**Your goal:** From the listing below, count the lines that contain the string "tall", then state only that number.
————
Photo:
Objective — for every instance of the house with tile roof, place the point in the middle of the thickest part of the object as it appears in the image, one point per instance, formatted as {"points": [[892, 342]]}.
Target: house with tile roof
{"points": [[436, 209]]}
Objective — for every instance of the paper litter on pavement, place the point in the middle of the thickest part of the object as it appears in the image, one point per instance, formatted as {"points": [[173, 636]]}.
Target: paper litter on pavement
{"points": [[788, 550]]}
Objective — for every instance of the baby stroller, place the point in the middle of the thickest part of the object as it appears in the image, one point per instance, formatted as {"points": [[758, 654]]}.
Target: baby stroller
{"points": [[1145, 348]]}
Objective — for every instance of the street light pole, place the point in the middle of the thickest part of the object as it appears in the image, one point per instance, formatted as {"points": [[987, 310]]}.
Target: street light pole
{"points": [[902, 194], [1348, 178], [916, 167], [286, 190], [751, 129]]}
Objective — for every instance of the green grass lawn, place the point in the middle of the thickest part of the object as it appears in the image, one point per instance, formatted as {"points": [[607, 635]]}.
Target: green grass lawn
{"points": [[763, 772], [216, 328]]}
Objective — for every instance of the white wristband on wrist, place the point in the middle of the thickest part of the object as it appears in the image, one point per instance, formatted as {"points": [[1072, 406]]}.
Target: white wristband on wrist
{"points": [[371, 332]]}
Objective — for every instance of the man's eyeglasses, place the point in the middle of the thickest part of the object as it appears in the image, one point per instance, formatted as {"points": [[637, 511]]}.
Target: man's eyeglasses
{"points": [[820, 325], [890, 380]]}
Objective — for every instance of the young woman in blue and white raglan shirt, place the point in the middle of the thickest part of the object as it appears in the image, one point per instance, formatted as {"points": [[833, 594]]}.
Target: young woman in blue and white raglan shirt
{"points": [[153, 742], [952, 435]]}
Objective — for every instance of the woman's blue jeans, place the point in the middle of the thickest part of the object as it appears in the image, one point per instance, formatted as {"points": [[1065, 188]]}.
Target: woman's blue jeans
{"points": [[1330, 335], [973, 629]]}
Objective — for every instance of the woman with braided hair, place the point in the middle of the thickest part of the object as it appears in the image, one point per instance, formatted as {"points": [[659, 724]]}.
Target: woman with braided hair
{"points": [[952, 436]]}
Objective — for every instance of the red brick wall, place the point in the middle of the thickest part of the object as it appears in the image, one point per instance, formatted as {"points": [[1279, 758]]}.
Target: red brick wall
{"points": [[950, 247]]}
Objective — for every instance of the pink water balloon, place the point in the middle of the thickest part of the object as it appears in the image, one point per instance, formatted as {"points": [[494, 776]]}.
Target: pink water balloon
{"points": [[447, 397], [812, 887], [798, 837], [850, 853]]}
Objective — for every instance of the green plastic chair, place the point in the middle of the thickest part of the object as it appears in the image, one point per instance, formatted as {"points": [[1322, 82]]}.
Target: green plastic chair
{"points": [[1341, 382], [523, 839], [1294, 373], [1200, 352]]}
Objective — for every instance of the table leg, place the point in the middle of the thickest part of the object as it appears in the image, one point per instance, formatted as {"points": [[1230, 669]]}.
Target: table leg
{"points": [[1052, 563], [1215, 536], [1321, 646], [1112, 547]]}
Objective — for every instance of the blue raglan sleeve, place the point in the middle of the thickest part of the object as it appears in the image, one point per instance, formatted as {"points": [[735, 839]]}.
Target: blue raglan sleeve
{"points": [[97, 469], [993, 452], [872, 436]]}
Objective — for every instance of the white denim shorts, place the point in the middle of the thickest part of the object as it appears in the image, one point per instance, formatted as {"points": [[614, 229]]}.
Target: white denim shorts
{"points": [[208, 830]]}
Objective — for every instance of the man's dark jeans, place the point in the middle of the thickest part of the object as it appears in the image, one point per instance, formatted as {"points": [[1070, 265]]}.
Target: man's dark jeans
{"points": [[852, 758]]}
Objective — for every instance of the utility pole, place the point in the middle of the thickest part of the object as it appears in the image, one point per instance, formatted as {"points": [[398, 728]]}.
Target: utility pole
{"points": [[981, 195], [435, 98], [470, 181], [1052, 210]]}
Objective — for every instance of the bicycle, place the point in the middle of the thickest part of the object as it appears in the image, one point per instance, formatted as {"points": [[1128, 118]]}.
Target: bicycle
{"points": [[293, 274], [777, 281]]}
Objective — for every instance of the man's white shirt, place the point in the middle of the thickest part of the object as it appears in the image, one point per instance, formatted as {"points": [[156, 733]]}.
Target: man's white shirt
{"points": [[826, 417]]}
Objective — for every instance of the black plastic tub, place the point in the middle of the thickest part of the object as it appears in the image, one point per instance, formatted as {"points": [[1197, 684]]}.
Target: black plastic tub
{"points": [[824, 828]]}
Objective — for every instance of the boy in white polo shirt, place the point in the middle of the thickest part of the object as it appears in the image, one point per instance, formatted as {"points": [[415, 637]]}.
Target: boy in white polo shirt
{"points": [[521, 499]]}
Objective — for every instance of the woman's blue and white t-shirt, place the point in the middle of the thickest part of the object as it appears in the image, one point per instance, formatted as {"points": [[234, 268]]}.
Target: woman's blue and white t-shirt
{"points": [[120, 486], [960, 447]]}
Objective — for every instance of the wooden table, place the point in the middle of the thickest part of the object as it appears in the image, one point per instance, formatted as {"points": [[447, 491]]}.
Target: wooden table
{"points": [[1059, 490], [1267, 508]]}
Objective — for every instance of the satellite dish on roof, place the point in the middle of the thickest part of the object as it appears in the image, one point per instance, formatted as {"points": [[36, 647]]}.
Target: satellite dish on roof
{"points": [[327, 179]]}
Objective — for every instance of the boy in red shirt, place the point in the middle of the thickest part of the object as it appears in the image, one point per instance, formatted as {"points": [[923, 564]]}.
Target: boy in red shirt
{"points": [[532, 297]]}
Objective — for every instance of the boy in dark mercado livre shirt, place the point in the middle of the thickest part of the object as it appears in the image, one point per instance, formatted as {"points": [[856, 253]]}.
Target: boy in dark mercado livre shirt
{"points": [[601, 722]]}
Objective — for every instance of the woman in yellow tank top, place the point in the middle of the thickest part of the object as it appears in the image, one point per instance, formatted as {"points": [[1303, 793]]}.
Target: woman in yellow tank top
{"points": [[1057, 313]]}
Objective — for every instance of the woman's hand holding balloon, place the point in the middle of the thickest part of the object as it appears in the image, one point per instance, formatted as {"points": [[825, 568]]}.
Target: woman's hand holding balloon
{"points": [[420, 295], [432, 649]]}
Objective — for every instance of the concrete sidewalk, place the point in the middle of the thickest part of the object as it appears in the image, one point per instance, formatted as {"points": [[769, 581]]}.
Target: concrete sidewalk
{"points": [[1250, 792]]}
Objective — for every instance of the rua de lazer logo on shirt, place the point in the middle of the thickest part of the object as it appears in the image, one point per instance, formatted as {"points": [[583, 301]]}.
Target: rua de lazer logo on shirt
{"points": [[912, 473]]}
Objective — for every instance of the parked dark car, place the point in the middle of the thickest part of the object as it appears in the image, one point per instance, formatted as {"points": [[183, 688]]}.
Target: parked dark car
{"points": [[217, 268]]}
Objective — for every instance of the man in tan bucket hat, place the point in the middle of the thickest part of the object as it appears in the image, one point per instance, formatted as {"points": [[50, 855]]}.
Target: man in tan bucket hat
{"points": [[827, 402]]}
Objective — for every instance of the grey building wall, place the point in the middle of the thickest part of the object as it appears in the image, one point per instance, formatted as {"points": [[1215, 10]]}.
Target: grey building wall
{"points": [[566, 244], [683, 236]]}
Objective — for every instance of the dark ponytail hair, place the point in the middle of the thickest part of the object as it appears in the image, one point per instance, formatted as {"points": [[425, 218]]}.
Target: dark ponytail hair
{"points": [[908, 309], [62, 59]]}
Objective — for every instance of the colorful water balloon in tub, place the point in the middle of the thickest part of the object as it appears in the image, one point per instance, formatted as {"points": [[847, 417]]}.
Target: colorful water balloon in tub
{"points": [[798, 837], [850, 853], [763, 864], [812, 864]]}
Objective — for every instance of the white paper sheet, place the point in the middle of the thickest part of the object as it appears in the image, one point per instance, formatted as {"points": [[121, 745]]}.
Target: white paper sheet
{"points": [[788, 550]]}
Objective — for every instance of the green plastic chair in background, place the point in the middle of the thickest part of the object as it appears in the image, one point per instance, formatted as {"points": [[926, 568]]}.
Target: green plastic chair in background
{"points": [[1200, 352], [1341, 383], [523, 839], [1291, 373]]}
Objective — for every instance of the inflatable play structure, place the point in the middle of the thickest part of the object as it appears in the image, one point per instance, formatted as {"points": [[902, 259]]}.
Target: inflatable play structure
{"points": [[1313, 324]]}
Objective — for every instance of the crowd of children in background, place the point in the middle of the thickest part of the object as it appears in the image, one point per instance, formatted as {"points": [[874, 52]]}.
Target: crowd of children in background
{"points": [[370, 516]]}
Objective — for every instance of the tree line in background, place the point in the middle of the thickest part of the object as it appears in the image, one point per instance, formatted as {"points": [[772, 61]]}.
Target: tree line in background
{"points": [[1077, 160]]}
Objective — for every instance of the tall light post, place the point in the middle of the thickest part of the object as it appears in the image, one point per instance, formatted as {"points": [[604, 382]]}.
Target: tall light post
————
**Response:** 2